▸ Extrait de page
= = =
Critiques

Black Book

Paul Verhoeven

par Cédric Laval

Pour son retour dans sa Hollande natale, Paul Verhoeven n’a pas fait dans la facilité : Black Book est un drame historique qui explore une période largement visitée par les cinéastes de tout acabit, celle de la Seconde guerre mondiale, avec son lot d’épisodes tragiques et sa galerie d’archétypes difficile à esquiver. Nazis, juifs et résistants se croisent donc (parfois jusqu’à brouiller les pistes…) dans ce film de guerre qui lorgne du côté du thriller davantage que de la page d’histoire savamment retranscrite.
= = =
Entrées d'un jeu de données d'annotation
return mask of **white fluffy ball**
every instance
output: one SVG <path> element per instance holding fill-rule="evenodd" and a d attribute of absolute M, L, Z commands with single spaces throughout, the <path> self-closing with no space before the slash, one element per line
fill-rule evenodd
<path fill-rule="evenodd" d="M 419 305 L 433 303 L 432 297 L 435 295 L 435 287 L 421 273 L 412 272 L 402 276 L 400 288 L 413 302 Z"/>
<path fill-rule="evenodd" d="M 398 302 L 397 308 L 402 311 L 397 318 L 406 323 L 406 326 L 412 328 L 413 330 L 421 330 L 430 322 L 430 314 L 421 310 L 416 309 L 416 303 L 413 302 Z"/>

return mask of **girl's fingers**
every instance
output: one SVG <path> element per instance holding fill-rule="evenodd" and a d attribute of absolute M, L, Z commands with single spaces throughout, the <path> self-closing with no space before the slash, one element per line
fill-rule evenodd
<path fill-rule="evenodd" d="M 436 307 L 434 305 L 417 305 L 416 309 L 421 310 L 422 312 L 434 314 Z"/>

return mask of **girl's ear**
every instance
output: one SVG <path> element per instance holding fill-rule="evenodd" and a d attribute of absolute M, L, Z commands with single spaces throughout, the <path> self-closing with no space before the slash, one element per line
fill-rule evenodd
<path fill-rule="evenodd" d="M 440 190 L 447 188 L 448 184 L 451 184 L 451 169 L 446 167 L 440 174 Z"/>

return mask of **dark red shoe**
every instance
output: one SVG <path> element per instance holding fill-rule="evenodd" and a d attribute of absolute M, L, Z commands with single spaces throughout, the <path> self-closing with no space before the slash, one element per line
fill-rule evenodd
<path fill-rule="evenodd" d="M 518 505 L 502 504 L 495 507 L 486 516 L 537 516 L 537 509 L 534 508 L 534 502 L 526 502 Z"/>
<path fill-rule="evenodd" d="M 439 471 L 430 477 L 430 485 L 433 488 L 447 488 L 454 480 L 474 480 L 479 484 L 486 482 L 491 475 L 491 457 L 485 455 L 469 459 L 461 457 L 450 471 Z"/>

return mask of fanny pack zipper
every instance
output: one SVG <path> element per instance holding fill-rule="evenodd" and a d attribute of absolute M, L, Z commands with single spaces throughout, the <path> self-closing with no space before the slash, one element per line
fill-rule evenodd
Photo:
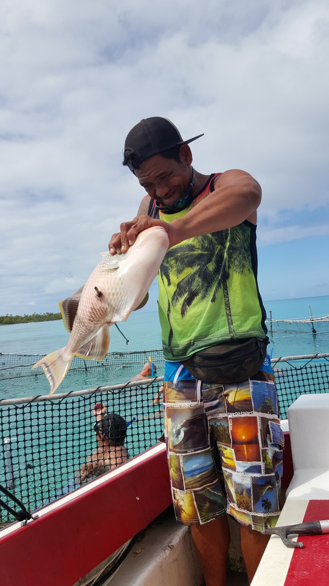
<path fill-rule="evenodd" d="M 261 344 L 259 343 L 259 340 L 258 340 L 258 339 L 257 339 L 257 342 L 258 342 L 258 348 L 259 348 L 259 349 L 261 350 L 261 352 L 262 353 L 262 357 L 263 358 L 264 357 L 264 353 L 263 352 L 263 349 L 262 349 Z M 240 346 L 240 347 L 241 347 L 244 345 L 241 344 L 241 346 Z M 256 351 L 257 350 L 257 348 L 255 348 L 255 350 Z M 229 351 L 230 353 L 231 353 L 231 352 L 234 352 L 234 350 L 230 350 Z M 222 355 L 222 356 L 223 356 L 223 355 Z M 194 359 L 192 358 L 191 363 L 192 363 L 192 364 L 193 365 L 193 366 L 203 366 L 203 367 L 205 367 L 205 366 L 217 366 L 218 364 L 219 363 L 220 363 L 220 365 L 221 366 L 222 365 L 223 366 L 229 366 L 232 362 L 233 363 L 237 361 L 237 359 L 238 360 L 243 360 L 245 358 L 248 358 L 250 356 L 250 353 L 249 353 L 249 354 L 243 354 L 242 356 L 237 356 L 237 357 L 231 357 L 231 358 L 228 357 L 226 360 L 221 360 L 220 357 L 220 357 L 220 356 L 221 356 L 220 354 L 219 354 L 219 355 L 218 354 L 204 354 L 203 356 L 200 356 L 200 355 L 199 355 L 199 357 L 200 358 L 203 358 L 204 360 L 207 358 L 213 358 L 215 356 L 217 357 L 217 361 L 215 362 L 207 362 L 207 364 L 205 364 L 205 362 L 203 362 L 202 364 L 200 364 L 198 362 L 198 360 L 197 360 L 198 357 L 196 357 Z"/>

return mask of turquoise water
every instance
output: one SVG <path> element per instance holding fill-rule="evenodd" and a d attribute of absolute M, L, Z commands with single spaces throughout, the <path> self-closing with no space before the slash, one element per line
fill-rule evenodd
<path fill-rule="evenodd" d="M 314 316 L 329 314 L 329 296 L 282 299 L 265 302 L 273 319 L 298 319 L 307 317 L 310 304 Z M 160 323 L 157 312 L 142 311 L 129 316 L 119 326 L 129 340 L 128 345 L 114 326 L 110 328 L 109 352 L 126 352 L 161 348 Z M 69 334 L 61 321 L 36 323 L 15 324 L 0 326 L 0 352 L 13 353 L 46 354 L 62 347 L 67 343 Z M 325 334 L 275 334 L 270 340 L 273 357 L 315 354 L 329 352 L 329 335 Z M 42 371 L 40 369 L 40 373 Z M 163 374 L 161 369 L 159 375 Z M 126 382 L 135 372 L 121 369 L 103 371 L 71 371 L 61 384 L 63 392 L 88 389 L 102 385 Z M 0 381 L 0 398 L 47 394 L 48 381 L 40 376 Z"/>

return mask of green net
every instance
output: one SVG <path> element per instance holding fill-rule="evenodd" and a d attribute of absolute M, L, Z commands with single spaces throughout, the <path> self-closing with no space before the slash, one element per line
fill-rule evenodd
<path fill-rule="evenodd" d="M 43 375 L 42 368 L 32 367 L 45 354 L 6 354 L 0 352 L 0 380 L 9 380 L 20 377 Z M 140 350 L 132 352 L 109 352 L 102 360 L 98 362 L 97 360 L 86 360 L 80 356 L 74 356 L 70 367 L 70 370 L 80 370 L 85 372 L 114 370 L 119 375 L 121 370 L 126 374 L 131 371 L 132 374 L 135 374 L 138 370 L 141 370 L 145 362 L 150 356 L 155 362 L 157 367 L 161 368 L 164 366 L 164 360 L 162 350 Z"/>
<path fill-rule="evenodd" d="M 111 356 L 109 361 L 116 360 L 120 368 L 133 364 L 136 372 L 149 356 L 160 364 L 163 359 L 160 352 L 113 353 L 107 358 Z M 2 355 L 1 359 L 4 356 L 13 356 Z M 272 361 L 281 418 L 286 417 L 289 406 L 300 394 L 329 392 L 328 356 Z M 96 364 L 97 369 L 101 368 L 101 363 Z M 30 512 L 81 485 L 81 467 L 97 448 L 93 413 L 97 402 L 106 406 L 108 413 L 118 413 L 125 419 L 124 445 L 129 458 L 155 445 L 163 432 L 162 404 L 156 397 L 162 384 L 159 377 L 147 384 L 126 383 L 115 388 L 62 393 L 51 401 L 41 397 L 25 403 L 21 399 L 0 401 L 0 483 L 22 500 Z M 121 462 L 119 456 L 118 462 L 116 458 L 114 466 Z M 0 509 L 0 524 L 13 520 Z"/>

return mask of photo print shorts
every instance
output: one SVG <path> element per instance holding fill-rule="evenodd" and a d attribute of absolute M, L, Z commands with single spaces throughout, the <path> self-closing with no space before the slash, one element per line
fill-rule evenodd
<path fill-rule="evenodd" d="M 227 513 L 261 531 L 280 513 L 284 435 L 269 356 L 251 379 L 214 384 L 166 362 L 164 437 L 179 523 Z"/>

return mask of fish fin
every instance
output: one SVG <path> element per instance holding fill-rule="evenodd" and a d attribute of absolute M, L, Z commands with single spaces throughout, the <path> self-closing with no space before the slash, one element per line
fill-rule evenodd
<path fill-rule="evenodd" d="M 48 354 L 32 366 L 32 369 L 36 368 L 37 366 L 42 366 L 44 374 L 50 383 L 50 392 L 48 397 L 51 397 L 59 386 L 73 360 L 73 355 L 67 359 L 63 357 L 64 350 L 64 348 L 61 348 L 54 352 L 52 352 L 51 354 Z"/>
<path fill-rule="evenodd" d="M 120 263 L 125 258 L 126 253 L 121 254 L 110 254 L 109 253 L 101 253 L 101 256 L 104 261 L 102 268 L 105 269 L 118 268 Z"/>
<path fill-rule="evenodd" d="M 149 292 L 148 291 L 143 301 L 139 304 L 138 307 L 135 308 L 135 309 L 133 311 L 137 311 L 138 309 L 141 309 L 142 307 L 144 307 L 144 305 L 146 305 L 148 301 L 149 301 Z"/>
<path fill-rule="evenodd" d="M 105 323 L 93 338 L 80 346 L 76 356 L 91 360 L 102 360 L 106 356 L 109 344 L 108 324 Z"/>
<path fill-rule="evenodd" d="M 70 297 L 67 297 L 66 299 L 63 299 L 59 303 L 59 307 L 63 318 L 64 326 L 66 330 L 69 333 L 72 331 L 73 322 L 76 319 L 79 301 L 84 287 L 84 285 L 83 285 L 82 287 L 80 287 L 75 293 L 73 293 L 73 295 L 71 295 Z"/>

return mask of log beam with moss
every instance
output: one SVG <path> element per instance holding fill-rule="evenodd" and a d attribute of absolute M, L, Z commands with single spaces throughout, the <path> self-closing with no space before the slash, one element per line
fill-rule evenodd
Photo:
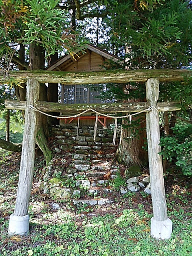
<path fill-rule="evenodd" d="M 0 83 L 26 82 L 28 78 L 40 83 L 63 84 L 96 84 L 106 82 L 146 82 L 150 78 L 158 78 L 160 82 L 180 81 L 191 76 L 191 70 L 138 70 L 100 72 L 66 72 L 47 70 L 11 71 L 6 77 L 0 76 Z"/>
<path fill-rule="evenodd" d="M 22 144 L 6 142 L 4 140 L 0 138 L 0 148 L 8 151 L 12 151 L 12 152 L 21 152 Z"/>
<path fill-rule="evenodd" d="M 26 102 L 6 100 L 5 106 L 10 110 L 25 110 Z M 147 110 L 150 104 L 146 102 L 130 103 L 102 103 L 96 104 L 64 104 L 64 103 L 38 102 L 34 105 L 37 110 L 43 112 L 58 112 L 67 113 L 68 115 L 76 114 L 88 108 L 92 108 L 101 113 L 136 112 Z M 159 102 L 157 109 L 162 111 L 174 111 L 180 110 L 180 105 L 174 102 Z"/>

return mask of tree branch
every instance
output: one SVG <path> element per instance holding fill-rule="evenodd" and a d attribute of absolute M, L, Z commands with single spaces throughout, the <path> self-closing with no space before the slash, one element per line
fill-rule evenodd
<path fill-rule="evenodd" d="M 80 1 L 78 0 L 74 0 L 74 2 L 76 4 L 76 18 L 80 20 L 81 14 Z"/>
<path fill-rule="evenodd" d="M 180 116 L 176 116 L 176 114 L 172 114 L 172 116 L 174 116 L 176 118 L 178 118 L 178 119 L 180 119 L 180 120 L 181 120 L 182 121 L 183 121 L 184 122 L 187 122 L 188 124 L 192 124 L 190 121 L 189 121 L 188 120 L 187 120 L 186 119 L 184 119 L 184 118 L 180 118 Z"/>
<path fill-rule="evenodd" d="M 83 7 L 84 6 L 86 6 L 90 4 L 92 4 L 96 2 L 96 0 L 86 0 L 84 1 L 84 2 L 80 3 L 80 8 Z M 76 7 L 76 4 L 71 4 L 68 6 L 59 6 L 58 5 L 57 6 L 58 8 L 62 10 L 70 10 Z"/>
<path fill-rule="evenodd" d="M 80 18 L 79 19 L 79 20 L 84 20 L 84 18 L 102 18 L 106 17 L 106 15 L 109 13 L 109 12 L 102 12 L 102 14 L 86 14 L 81 16 Z"/>
<path fill-rule="evenodd" d="M 27 70 L 28 70 L 28 62 L 21 61 L 20 60 L 15 56 L 12 56 L 12 60 L 24 68 L 26 68 Z"/>

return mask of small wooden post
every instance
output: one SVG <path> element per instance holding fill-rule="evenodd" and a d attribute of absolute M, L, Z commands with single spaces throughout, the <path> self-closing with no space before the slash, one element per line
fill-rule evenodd
<path fill-rule="evenodd" d="M 36 112 L 30 106 L 38 100 L 40 84 L 28 78 L 26 88 L 26 106 L 20 172 L 14 214 L 10 216 L 10 234 L 26 234 L 28 232 L 28 208 L 33 176 L 36 137 Z"/>
<path fill-rule="evenodd" d="M 152 106 L 146 113 L 146 134 L 154 217 L 150 234 L 156 238 L 170 237 L 172 222 L 167 217 L 166 194 L 160 152 L 158 112 L 156 109 L 158 98 L 158 80 L 150 78 L 146 82 L 146 100 Z"/>

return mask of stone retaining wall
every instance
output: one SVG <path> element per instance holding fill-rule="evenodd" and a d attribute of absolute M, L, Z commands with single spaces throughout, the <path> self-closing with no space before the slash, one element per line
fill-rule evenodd
<path fill-rule="evenodd" d="M 78 140 L 76 126 L 67 125 L 66 127 L 55 126 L 52 128 L 52 136 L 54 136 L 56 142 L 60 145 L 62 150 L 72 148 L 74 145 L 82 146 L 97 146 L 98 150 L 103 146 L 108 147 L 112 145 L 114 132 L 110 127 L 98 128 L 95 141 L 94 140 L 94 127 L 80 126 L 78 128 Z M 120 131 L 117 132 L 116 144 L 120 142 Z"/>

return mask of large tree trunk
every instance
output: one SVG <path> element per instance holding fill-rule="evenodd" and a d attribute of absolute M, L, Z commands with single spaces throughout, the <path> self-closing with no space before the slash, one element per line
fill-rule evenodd
<path fill-rule="evenodd" d="M 58 53 L 50 56 L 50 64 L 54 63 L 58 60 Z M 48 101 L 49 102 L 58 102 L 58 84 L 48 83 Z M 52 116 L 59 116 L 60 114 L 56 112 L 52 114 Z M 50 124 L 58 124 L 60 122 L 56 118 L 48 117 L 48 122 Z"/>
<path fill-rule="evenodd" d="M 35 44 L 30 46 L 30 70 L 44 70 L 44 50 L 42 47 Z M 47 88 L 44 84 L 40 84 L 40 100 L 48 101 Z M 49 149 L 46 138 L 48 136 L 47 118 L 46 116 L 37 114 L 36 144 L 42 152 L 48 164 L 52 158 L 52 154 Z"/>
<path fill-rule="evenodd" d="M 10 110 L 8 110 L 6 114 L 6 141 L 10 141 Z"/>
<path fill-rule="evenodd" d="M 120 145 L 116 152 L 118 162 L 128 166 L 133 164 L 146 166 L 148 162 L 147 152 L 142 148 L 146 138 L 146 116 L 140 115 L 133 118 L 138 124 L 134 127 L 129 121 L 123 120 Z"/>

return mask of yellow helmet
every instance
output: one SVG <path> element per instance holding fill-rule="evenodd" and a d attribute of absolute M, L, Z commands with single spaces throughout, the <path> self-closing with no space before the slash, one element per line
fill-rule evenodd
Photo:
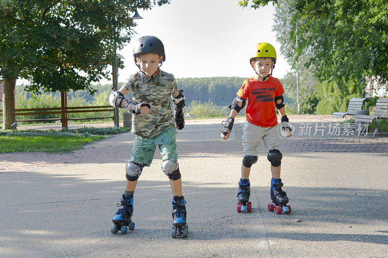
<path fill-rule="evenodd" d="M 276 63 L 276 50 L 275 48 L 266 42 L 256 44 L 254 51 L 249 56 L 249 63 L 252 63 L 252 59 L 257 57 L 269 57 L 273 59 L 274 64 Z"/>

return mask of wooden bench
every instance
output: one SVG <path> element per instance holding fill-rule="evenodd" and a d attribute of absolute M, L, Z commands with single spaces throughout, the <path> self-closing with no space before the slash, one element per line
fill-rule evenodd
<path fill-rule="evenodd" d="M 356 118 L 360 122 L 367 122 L 374 124 L 376 129 L 374 130 L 373 137 L 374 137 L 377 131 L 381 134 L 380 125 L 384 122 L 387 122 L 387 120 L 388 120 L 388 98 L 380 98 L 377 99 L 373 115 L 371 116 L 358 115 Z"/>
<path fill-rule="evenodd" d="M 354 116 L 356 110 L 360 110 L 362 109 L 362 106 L 365 103 L 366 99 L 365 98 L 352 98 L 349 101 L 348 105 L 348 110 L 346 112 L 335 112 L 332 114 L 331 116 L 338 118 L 345 118 L 346 119 L 346 116 Z M 347 119 L 346 121 L 347 121 Z"/>

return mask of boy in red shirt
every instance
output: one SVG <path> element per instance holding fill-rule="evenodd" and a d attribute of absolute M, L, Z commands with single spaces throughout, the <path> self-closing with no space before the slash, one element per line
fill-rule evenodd
<path fill-rule="evenodd" d="M 279 146 L 280 138 L 275 107 L 281 116 L 282 130 L 286 131 L 288 137 L 292 135 L 289 131 L 286 131 L 290 127 L 282 95 L 284 90 L 280 81 L 272 76 L 276 63 L 276 51 L 271 44 L 259 43 L 256 45 L 255 52 L 250 58 L 249 62 L 256 76 L 245 80 L 237 92 L 237 96 L 229 106 L 231 109 L 229 117 L 222 122 L 224 128 L 221 135 L 224 140 L 229 138 L 234 118 L 247 102 L 246 121 L 242 136 L 244 158 L 237 194 L 239 202 L 238 212 L 251 211 L 250 202 L 248 201 L 250 196 L 249 173 L 252 165 L 258 161 L 257 148 L 262 139 L 267 149 L 268 159 L 271 162 L 272 173 L 270 193 L 273 203 L 268 205 L 268 209 L 271 212 L 275 210 L 277 214 L 289 213 L 291 211 L 291 207 L 287 205 L 289 198 L 281 189 L 283 183 L 280 179 L 280 164 L 282 155 Z"/>

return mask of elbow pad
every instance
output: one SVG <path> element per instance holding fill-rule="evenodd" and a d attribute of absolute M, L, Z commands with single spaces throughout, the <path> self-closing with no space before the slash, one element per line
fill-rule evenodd
<path fill-rule="evenodd" d="M 181 108 L 183 108 L 185 106 L 185 99 L 182 93 L 183 90 L 179 89 L 179 91 L 180 92 L 178 96 L 175 98 L 173 98 L 172 96 L 171 97 L 173 100 L 175 100 L 175 101 L 173 101 L 173 103 L 174 103 L 174 107 L 175 107 L 176 109 L 180 109 Z"/>
<path fill-rule="evenodd" d="M 239 106 L 239 102 L 242 102 L 242 105 L 241 106 Z M 236 97 L 236 98 L 233 100 L 232 105 L 229 106 L 229 108 L 230 108 L 230 109 L 234 109 L 237 111 L 237 113 L 239 113 L 240 111 L 241 111 L 241 109 L 243 108 L 245 106 L 246 103 L 246 99 L 243 99 L 240 96 L 237 96 Z"/>
<path fill-rule="evenodd" d="M 278 104 L 276 103 L 276 101 L 279 100 L 279 99 L 281 100 L 282 102 L 280 104 Z M 277 97 L 275 97 L 275 105 L 276 105 L 276 108 L 278 109 L 280 109 L 282 107 L 283 107 L 285 105 L 284 105 L 284 98 L 283 97 L 283 95 L 280 95 L 280 96 L 277 96 Z"/>
<path fill-rule="evenodd" d="M 113 107 L 121 107 L 121 102 L 125 99 L 123 92 L 114 91 L 109 95 L 109 103 Z"/>

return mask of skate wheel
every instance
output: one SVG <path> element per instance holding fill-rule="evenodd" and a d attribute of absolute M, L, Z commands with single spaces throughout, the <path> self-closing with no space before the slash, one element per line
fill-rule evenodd
<path fill-rule="evenodd" d="M 241 205 L 241 210 L 242 212 L 246 212 L 246 210 L 247 209 L 247 207 L 246 207 L 246 205 Z"/>
<path fill-rule="evenodd" d="M 183 230 L 182 231 L 182 236 L 183 237 L 187 237 L 187 235 L 189 234 L 189 227 L 187 225 L 183 226 Z"/>
<path fill-rule="evenodd" d="M 174 226 L 171 227 L 171 237 L 177 238 L 177 228 Z"/>
<path fill-rule="evenodd" d="M 122 226 L 121 228 L 120 229 L 120 231 L 121 232 L 121 234 L 127 234 L 127 232 L 128 231 L 128 227 L 126 226 Z"/>

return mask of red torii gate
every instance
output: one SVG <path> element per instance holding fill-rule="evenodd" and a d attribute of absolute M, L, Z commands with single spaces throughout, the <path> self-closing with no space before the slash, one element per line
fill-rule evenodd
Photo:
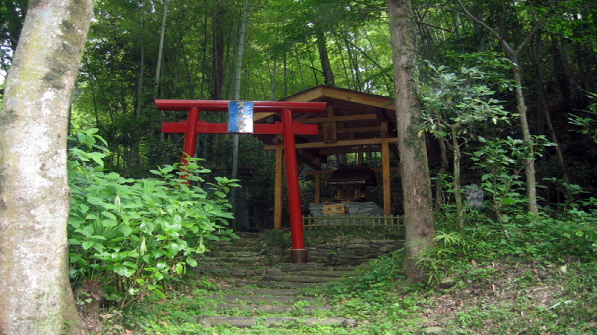
<path fill-rule="evenodd" d="M 187 111 L 186 120 L 180 122 L 164 122 L 162 132 L 184 133 L 183 163 L 187 157 L 194 157 L 197 134 L 231 134 L 228 123 L 208 123 L 199 119 L 200 112 L 229 111 L 230 103 L 227 100 L 155 100 L 159 110 Z M 294 122 L 294 113 L 323 113 L 325 103 L 303 103 L 287 101 L 254 101 L 253 111 L 281 113 L 282 122 L 254 123 L 253 131 L 233 134 L 279 134 L 284 135 L 286 156 L 287 182 L 288 187 L 288 207 L 290 212 L 290 232 L 293 248 L 290 259 L 293 263 L 306 263 L 307 249 L 303 236 L 303 214 L 300 208 L 300 192 L 298 187 L 298 170 L 297 164 L 295 135 L 317 135 L 317 125 L 303 125 Z M 253 122 L 252 115 L 250 122 Z"/>

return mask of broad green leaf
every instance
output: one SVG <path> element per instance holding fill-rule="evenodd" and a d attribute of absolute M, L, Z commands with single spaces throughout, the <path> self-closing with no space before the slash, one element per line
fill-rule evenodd
<path fill-rule="evenodd" d="M 197 261 L 195 260 L 194 258 L 191 257 L 187 257 L 186 262 L 187 264 L 190 265 L 191 266 L 195 267 L 197 266 Z"/>
<path fill-rule="evenodd" d="M 120 225 L 118 226 L 118 231 L 125 236 L 128 236 L 133 232 L 133 228 L 127 225 Z"/>
<path fill-rule="evenodd" d="M 115 220 L 115 221 L 116 220 L 116 215 L 114 215 L 113 214 L 112 214 L 112 213 L 110 213 L 109 212 L 106 212 L 106 211 L 104 210 L 104 212 L 101 212 L 101 214 L 104 216 L 106 216 L 106 218 L 107 218 L 108 219 L 110 219 L 111 220 Z"/>

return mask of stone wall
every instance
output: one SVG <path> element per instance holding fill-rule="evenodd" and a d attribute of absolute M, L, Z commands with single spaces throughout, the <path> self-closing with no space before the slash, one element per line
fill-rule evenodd
<path fill-rule="evenodd" d="M 321 262 L 333 265 L 355 265 L 377 258 L 404 246 L 404 241 L 402 240 L 351 241 L 307 247 L 307 255 L 309 262 Z"/>

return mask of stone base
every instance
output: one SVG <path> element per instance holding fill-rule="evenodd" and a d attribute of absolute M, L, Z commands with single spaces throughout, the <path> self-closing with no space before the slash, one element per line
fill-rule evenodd
<path fill-rule="evenodd" d="M 291 263 L 306 263 L 307 249 L 291 249 Z"/>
= = =
▸ Consigne 1
Mettez à jour le passage de la critique de Black Book qui va de « par Cédric Laval » jusqu'à « d’histoire savamment retranscrite. », en remplaçant « thriller » par « polar ».
▸ Consigne 2
Recopiez sans rien changer les entrées, depuis leur début jusqu'à la ligne contenant « 398 302 L 397 », celle-ci comprise.
Ces entrées n'ont aucun lien avec la critique.

▸ Réponse attendue 1
par Cédric Laval

Pour son retour dans sa Hollande natale, Paul Verhoeven n’a pas fait dans la facilité : Black Book est un drame historique qui explore une période largement visitée par les cinéastes de tout acabit, celle de la Seconde guerre mondiale, avec son lot d’épisodes tragiques et sa galerie d’archétypes difficile à esquiver. Nazis, juifs et résistants se croisent donc (parfois jusqu’à brouiller les pistes…) dans ce film de guerre qui lorgne du côté du polar davantage que de la page d’histoire savamment retranscrite.

▸ Réponse attendue 2
return mask of **white fluffy ball**
every instance
output: one SVG <path> element per instance holding fill-rule="evenodd" and a d attribute of absolute M, L, Z commands with single spaces throughout, the <path> self-closing with no space before the slash, one element per line
fill-rule evenodd
<path fill-rule="evenodd" d="M 419 305 L 433 303 L 432 297 L 435 295 L 435 287 L 421 273 L 412 272 L 402 276 L 400 288 L 413 302 Z"/>
<path fill-rule="evenodd" d="M 398 302 L 397 308 L 402 311 L 397 318 L 406 323 L 406 326 L 412 328 L 413 330 L 421 330 L 430 322 L 430 314 L 421 310 L 416 309 L 416 303 L 413 302 Z"/>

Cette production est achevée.